PAGE EXTRACT.
======
A lawyer married
a woman who had previously divorced ten husbands.
On
their wedding night, she told her new husband, "Please be gentle; I'm still
a virgin."
What? said the puzzled groom.
How can that be if you've been married ten times?
Well,
husband #1 was a Sales Representative; he kept telling me how great it was going
to be.
Husband #2 was in Software Services;
he was never really sure how it was supposed to function, but he said he'd look
into it and get back to me.
Husband #3 was
from Field Services; he said everything checked out diagnostically but he just
couldn't get the system up.
Husband #4 was
in Telemarketing; even though he knew he had the order, didn't know when he would
be able to deliver.
Husband #5 was an Engineer;
he understood the basic process but wanted three years to research, implement,
and design a new state-of-the-art method.
Husband
#6 was from Finance and Administration; he thought he knew how, but he wasn't
sure whether it was his job or not.
Husband
#7 was in Marketing; although he had a product, he was never sure how to position
it.
Husband #8 was a psychiatrist; all he ever
did was talk about it.
Husband #9 was a gynecologist;
all he did was look at it.
Husband #10 was
a stamp collector; all he ever did was ... God, I miss him!
"But
now that I've married you, I'm really excited!"
"Good,"
said the husband, "but, why?"
"Duh;
you're a LAWYER. This time I KNOW I'm gonna get screwed!"
======
PROBLEM TO WORK ON.
Answer these questions about the joke concerning the lawyer's new wife:
1. How many husbands had the woman divorced before she married the lawyer?
2. How many years did husband #5, the Engineer, want for his work?
3. What occupation did husband #8 have?

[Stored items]
======
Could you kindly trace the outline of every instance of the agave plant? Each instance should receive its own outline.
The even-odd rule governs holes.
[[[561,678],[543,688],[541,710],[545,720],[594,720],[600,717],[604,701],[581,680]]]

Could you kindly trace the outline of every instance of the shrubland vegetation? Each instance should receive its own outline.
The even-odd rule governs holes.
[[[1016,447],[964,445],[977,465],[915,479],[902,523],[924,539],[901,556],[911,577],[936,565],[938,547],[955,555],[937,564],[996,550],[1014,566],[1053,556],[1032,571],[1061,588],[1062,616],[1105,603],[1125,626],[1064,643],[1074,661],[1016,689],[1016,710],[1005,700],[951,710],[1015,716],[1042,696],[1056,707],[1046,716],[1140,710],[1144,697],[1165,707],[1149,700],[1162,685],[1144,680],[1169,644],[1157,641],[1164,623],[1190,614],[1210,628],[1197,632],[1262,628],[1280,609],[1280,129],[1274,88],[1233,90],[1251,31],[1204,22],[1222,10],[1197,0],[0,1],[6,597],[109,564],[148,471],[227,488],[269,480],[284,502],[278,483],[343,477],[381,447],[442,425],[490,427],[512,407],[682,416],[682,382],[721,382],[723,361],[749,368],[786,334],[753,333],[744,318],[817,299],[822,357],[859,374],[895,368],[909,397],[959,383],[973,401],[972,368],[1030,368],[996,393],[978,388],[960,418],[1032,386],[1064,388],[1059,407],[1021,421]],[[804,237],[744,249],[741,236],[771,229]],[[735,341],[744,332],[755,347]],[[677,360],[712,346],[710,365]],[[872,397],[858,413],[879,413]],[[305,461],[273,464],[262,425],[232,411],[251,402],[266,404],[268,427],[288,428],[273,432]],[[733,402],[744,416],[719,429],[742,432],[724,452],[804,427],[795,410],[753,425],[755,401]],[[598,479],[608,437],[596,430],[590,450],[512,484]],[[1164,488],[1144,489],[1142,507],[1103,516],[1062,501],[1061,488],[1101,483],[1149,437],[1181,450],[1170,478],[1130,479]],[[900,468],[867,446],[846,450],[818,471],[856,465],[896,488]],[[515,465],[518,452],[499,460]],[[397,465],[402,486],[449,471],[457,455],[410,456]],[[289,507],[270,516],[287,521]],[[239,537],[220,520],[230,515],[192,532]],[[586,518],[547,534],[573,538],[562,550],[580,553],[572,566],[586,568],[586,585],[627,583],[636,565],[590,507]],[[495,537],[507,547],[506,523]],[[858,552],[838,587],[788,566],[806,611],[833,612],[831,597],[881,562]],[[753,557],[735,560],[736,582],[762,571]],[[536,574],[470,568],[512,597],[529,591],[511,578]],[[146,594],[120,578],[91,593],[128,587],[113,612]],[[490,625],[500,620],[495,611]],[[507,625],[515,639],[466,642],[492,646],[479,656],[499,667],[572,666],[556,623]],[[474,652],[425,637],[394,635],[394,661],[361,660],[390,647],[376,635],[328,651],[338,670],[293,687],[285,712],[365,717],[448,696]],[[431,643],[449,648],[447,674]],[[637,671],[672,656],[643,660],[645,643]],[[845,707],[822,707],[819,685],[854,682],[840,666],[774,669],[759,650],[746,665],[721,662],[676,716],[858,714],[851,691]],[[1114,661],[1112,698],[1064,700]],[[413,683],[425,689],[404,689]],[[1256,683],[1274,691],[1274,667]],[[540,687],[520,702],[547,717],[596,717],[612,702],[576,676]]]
======
THE COMPLETED TASK.
1. Ten.
2. Three years.
3. He was a psychiatrist.